The expected output is a verbatim reprint of the lines from the beginning of the data that follows through the line that contains "one marker per instance, written like [442,363]".

(Natural-language object grounding data)
*** Block opens ***

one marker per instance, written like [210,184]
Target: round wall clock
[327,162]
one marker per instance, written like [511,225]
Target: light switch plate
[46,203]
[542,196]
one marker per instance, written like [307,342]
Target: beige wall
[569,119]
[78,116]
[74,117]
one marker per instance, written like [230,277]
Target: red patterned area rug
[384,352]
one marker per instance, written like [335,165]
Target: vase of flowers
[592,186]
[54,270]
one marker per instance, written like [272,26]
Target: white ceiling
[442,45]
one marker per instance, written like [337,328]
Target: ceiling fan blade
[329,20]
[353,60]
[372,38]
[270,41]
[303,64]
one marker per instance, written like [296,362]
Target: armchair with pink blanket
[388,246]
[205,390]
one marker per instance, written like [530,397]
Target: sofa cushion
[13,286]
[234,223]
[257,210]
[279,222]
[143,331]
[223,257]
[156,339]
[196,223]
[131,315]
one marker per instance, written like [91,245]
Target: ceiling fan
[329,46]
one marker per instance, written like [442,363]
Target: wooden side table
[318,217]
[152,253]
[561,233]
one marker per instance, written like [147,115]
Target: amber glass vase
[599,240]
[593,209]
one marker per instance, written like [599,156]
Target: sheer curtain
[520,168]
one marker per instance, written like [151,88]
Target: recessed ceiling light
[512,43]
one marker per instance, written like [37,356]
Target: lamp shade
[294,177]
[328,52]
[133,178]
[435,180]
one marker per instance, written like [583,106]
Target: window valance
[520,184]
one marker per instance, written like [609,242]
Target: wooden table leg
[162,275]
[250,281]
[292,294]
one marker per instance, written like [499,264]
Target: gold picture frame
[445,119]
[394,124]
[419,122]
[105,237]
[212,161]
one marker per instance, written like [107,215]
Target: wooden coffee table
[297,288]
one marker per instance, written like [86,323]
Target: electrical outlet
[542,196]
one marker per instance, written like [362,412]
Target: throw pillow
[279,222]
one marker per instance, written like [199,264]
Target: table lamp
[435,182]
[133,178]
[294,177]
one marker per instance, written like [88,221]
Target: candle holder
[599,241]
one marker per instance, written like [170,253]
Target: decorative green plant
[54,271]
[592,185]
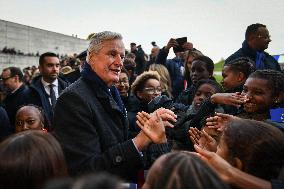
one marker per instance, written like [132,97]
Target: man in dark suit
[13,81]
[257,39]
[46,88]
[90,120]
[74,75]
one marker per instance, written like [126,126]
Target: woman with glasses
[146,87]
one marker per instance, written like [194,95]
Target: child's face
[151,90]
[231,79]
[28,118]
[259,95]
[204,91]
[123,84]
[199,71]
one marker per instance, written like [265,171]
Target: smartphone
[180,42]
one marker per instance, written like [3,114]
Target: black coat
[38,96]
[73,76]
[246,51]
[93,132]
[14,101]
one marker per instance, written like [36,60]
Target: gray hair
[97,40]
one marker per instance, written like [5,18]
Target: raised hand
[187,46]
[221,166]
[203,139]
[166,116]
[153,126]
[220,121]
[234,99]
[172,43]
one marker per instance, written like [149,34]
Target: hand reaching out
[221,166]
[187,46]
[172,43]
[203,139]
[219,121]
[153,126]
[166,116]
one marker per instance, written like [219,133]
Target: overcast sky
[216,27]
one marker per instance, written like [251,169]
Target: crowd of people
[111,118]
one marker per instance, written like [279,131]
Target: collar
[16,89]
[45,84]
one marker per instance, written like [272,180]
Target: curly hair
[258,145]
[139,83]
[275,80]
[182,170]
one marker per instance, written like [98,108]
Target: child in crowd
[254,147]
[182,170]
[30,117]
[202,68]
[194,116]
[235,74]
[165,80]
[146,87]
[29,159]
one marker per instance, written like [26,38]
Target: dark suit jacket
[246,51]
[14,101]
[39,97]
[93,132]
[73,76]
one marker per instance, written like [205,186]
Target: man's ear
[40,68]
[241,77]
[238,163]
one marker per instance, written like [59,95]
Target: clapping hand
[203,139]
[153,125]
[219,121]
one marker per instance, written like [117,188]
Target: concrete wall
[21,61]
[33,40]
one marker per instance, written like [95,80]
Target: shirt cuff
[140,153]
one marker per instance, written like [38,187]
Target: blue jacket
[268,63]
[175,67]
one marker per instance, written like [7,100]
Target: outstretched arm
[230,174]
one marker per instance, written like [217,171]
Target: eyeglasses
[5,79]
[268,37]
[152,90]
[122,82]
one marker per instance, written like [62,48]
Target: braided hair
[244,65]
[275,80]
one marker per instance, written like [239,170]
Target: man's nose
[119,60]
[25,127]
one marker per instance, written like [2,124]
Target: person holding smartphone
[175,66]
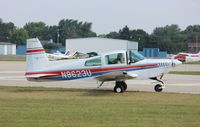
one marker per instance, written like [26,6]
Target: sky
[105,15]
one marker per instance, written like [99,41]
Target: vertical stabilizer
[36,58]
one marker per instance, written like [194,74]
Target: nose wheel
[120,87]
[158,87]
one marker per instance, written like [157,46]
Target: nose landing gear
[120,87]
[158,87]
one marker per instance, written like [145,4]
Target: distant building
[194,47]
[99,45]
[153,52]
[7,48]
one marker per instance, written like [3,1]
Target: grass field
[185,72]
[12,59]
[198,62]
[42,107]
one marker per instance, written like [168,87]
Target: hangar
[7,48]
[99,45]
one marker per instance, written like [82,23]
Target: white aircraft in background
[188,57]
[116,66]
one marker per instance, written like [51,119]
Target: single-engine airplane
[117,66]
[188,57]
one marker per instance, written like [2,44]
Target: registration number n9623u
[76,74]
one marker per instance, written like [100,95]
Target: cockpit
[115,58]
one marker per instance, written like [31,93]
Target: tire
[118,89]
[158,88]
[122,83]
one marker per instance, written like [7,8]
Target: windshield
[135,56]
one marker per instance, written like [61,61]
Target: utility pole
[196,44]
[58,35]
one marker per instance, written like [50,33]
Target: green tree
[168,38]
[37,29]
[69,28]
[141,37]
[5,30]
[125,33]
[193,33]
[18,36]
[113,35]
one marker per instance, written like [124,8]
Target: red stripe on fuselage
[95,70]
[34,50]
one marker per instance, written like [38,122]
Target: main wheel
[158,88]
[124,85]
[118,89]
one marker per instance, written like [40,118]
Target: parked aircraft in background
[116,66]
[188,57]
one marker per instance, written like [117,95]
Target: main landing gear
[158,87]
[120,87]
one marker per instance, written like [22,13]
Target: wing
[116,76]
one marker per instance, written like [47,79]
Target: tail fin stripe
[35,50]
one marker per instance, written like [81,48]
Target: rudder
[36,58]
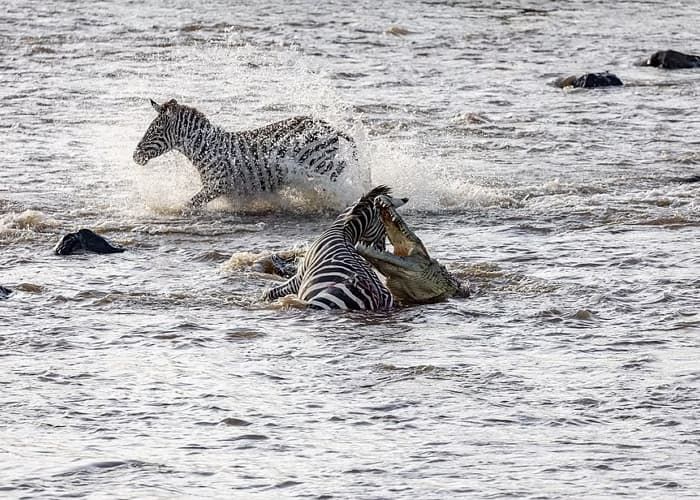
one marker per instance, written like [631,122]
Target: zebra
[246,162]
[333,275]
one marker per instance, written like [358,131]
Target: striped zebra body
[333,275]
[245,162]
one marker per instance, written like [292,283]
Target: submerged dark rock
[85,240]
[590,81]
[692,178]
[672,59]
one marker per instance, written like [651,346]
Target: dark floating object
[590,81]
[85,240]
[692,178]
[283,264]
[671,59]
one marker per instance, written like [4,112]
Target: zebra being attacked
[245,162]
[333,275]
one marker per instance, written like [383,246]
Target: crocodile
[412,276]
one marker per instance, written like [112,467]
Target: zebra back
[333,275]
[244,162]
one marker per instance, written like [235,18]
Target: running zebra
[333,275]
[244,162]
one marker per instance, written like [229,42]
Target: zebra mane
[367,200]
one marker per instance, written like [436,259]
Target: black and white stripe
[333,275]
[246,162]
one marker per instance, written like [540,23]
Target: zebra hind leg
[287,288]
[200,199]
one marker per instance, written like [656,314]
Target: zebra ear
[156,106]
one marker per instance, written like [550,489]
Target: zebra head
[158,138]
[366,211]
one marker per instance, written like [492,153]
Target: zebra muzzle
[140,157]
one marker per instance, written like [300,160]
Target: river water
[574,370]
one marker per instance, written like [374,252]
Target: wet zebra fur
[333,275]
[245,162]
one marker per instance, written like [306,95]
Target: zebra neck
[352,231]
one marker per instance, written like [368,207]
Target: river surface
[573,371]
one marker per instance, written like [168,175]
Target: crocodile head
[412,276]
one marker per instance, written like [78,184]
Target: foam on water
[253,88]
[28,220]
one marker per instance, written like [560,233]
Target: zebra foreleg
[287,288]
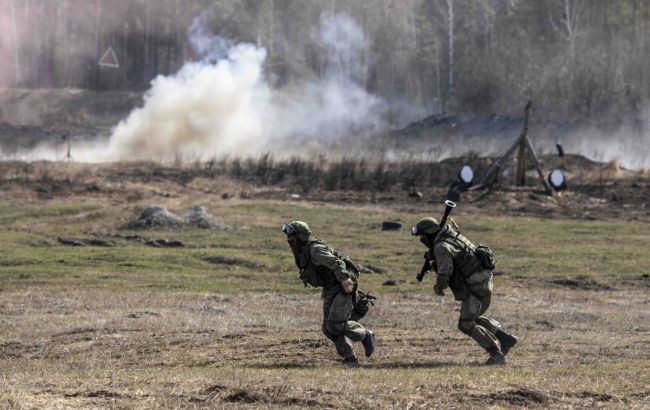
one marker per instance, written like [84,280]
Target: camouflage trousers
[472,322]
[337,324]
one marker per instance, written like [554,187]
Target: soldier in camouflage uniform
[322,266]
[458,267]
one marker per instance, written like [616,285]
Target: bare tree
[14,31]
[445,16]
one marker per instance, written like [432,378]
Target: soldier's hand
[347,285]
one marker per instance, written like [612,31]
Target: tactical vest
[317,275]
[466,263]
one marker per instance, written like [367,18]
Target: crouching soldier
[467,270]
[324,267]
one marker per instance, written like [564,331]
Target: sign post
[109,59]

*** Block closes ***

▸ **Response area**
one marker per instance, written like [210,184]
Target: round wall clock
[327,162]
one marker per instance, written like [511,225]
Target: light switch plate
[46,203]
[542,196]
one marker per instance, written like [307,342]
Target: beige wall
[569,119]
[78,116]
[74,117]
one marker per instance, written like [230,277]
Target: red patterned area rug
[384,352]
one marker per instance, written like [335,165]
Target: vase of flowers
[592,186]
[54,270]
one marker per instance, written like [272,26]
Target: white ceiling
[442,45]
one marker per instance, written like [337,328]
Target: ceiling fan blade
[329,20]
[353,60]
[372,38]
[270,41]
[303,64]
one marker per instance, written like [296,362]
Target: armchair with pink blanket
[388,246]
[205,390]
one marker per instance, written like [530,397]
Target: sofa cushion
[13,286]
[234,223]
[257,210]
[279,222]
[143,331]
[223,257]
[156,339]
[196,223]
[131,315]
one marker per instance, written like [91,245]
Target: ceiling fan
[329,46]
one marker per instance, written like [442,363]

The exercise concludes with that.